[WHAT TO DO]
1. In the Takata airbag article, rewrite the section that begins at the words "Takata, the Japanese" and stops after "to the issue.", swapping "scandal" for "affair".
2. According to the Takata airbag article, why were the company's airbag inflators faulty? Answer in one to three sentences.
3. Write the next part of the article about Takata's bankruptcy, picking up after its last sentence.
─── EXCERPTED TEXT
Faulty airbags cost Takata everything

The company lied about the safety of its faulty airbags, causing several deaths and hundreds of injuries.

Takata, the Japanese corporation at the heart of the auto industry's largest ever product recall, has filed for Chapter 11 bankruptcy protection. The business supplied airbag inflators that, thanks to poor standards in the plant where they were manufactured, were faulty. The scandal forced a worldwide recall of more than 40 million vehicles and several deaths have been linked to the issue.

CNBC reports that the company has filed for Chapter 11 in Delaware and will do so in Japan, where it is also based, on Monday. There's no detail about how much the business owes in fines, settlements and other costs, but a Japanese financial analyst puts the figure at around $15 billion. But a rescue plan has already been agreed, with the US-based company Key Safety Systems buying Takata for $1.6 billion.
──────
─── PROVIDED DATA
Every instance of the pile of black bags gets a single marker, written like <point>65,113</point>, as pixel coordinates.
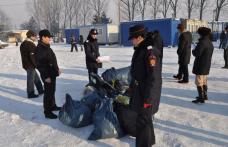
──────
[ANSWERS BY ITEM]
1.
Takata, the Japanese corporation at the heart of the auto industry's largest ever product recall, has filed for Chapter 11 bankruptcy protection. The business supplied airbag inflators that, thanks to poor standards in the plant where they were manufactured, were faulty. The affair forced a worldwide recall of more than 40 million vehicles and several deaths have been linked to the issue.

2. The inflators were faulty because of poor standards in the plant where they were manufactured.

3.
It appears that the deal will see Takata, essentially, broken into two: a division that Key Safety will own, involving the "non-toxic" assets, and the airbag arm. The latter business will remain operating to replace the damaged airbag components in the recall, and will be wound down soon after work is completed.

Earlier this year, executives at Takata were indicted on charges that they knowingly falsified safety checks to hide the news that they were selling faulty airbags. The company admitted criminal wire fraud back in January, and was planning to pay $1 billion in fines for its wrongdoing.